Work instructions: Write the records out again without change. Leave the pictures behind.

[Items from a data source]

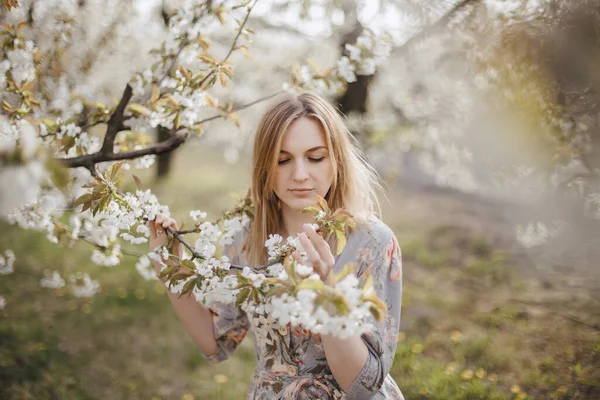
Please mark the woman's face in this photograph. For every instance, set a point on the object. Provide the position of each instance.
(304, 168)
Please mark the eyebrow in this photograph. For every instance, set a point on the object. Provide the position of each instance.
(307, 151)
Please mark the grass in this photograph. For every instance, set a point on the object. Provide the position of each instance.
(463, 335)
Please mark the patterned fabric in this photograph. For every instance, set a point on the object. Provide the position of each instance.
(290, 361)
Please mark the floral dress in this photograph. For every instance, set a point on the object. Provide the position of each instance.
(290, 361)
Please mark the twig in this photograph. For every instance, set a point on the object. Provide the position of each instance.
(115, 122)
(165, 146)
(436, 24)
(232, 48)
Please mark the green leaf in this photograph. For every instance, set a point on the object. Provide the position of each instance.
(85, 198)
(189, 263)
(242, 296)
(311, 284)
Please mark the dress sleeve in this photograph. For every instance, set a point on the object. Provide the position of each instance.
(381, 342)
(230, 322)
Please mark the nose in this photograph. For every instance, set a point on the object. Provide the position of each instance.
(300, 173)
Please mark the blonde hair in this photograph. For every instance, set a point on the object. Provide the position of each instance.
(354, 183)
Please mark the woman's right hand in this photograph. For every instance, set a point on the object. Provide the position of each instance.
(158, 234)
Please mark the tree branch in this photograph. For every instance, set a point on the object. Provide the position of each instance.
(89, 160)
(232, 48)
(115, 123)
(440, 22)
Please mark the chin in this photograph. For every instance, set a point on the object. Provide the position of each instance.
(301, 204)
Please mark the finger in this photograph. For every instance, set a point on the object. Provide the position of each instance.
(320, 245)
(152, 227)
(296, 256)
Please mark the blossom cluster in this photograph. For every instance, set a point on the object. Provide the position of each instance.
(282, 291)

Exercise solution:
Please mark the woman's face in this photograph. For every instance, set a point on the object. Provide the position of each instance.
(304, 168)
Please mark the eyebrow in this photograph. For every instance, set a point on the object. Provide the position of each instance.
(307, 151)
Please mark the grass in this photograph. For every instance, set a point on the object. Provide the position of each instance.
(463, 335)
Please mark the patterned fabric in this photograph. For every instance, set a point on the object. Provide the position of each instance.
(290, 361)
Please mark the floral dress in this photograph. For every instance, set a point on the object. Provide the position of each instance.
(290, 361)
Please mark the twig in this photograph. For every instance, set a point on the object. Provide the position of each instance.
(115, 122)
(165, 146)
(436, 24)
(232, 48)
Please mark the green leaf in this photograph. For every instance, set a point on the object. Provide the position of each instance.
(85, 198)
(189, 263)
(242, 296)
(311, 284)
Please mark the dress sleeve in this photograph. For every instance, set a point on the object. Provide the position of each instance.
(381, 342)
(230, 322)
Please mark the nose in this photograph. For every instance, set a point on the object. Provide the position of each instance.
(300, 173)
Please mark the blonde hair in this photograph. For every instance, set a point on the object. Provide the position of each instance.
(354, 183)
Please mark the woman's right hand in this photograph. For every instance, set a point on the object. Provide the position of each instance.
(158, 234)
Please mark the tree branch in this photograph. For every instance, set a point on the object. Provide the position of each instance.
(89, 160)
(232, 48)
(115, 123)
(440, 22)
Please mark the chin in this photograph. For every instance, set a point on the object. Provide the position of each instance.
(301, 204)
Please mark the finger in this photograph. For every instance, set a point on the object. Provide the position of each instance.
(320, 245)
(152, 227)
(296, 256)
Please mark the blossom cluster in this photograph. For every instance, set a point on the object. Provide the position of each instance.
(282, 291)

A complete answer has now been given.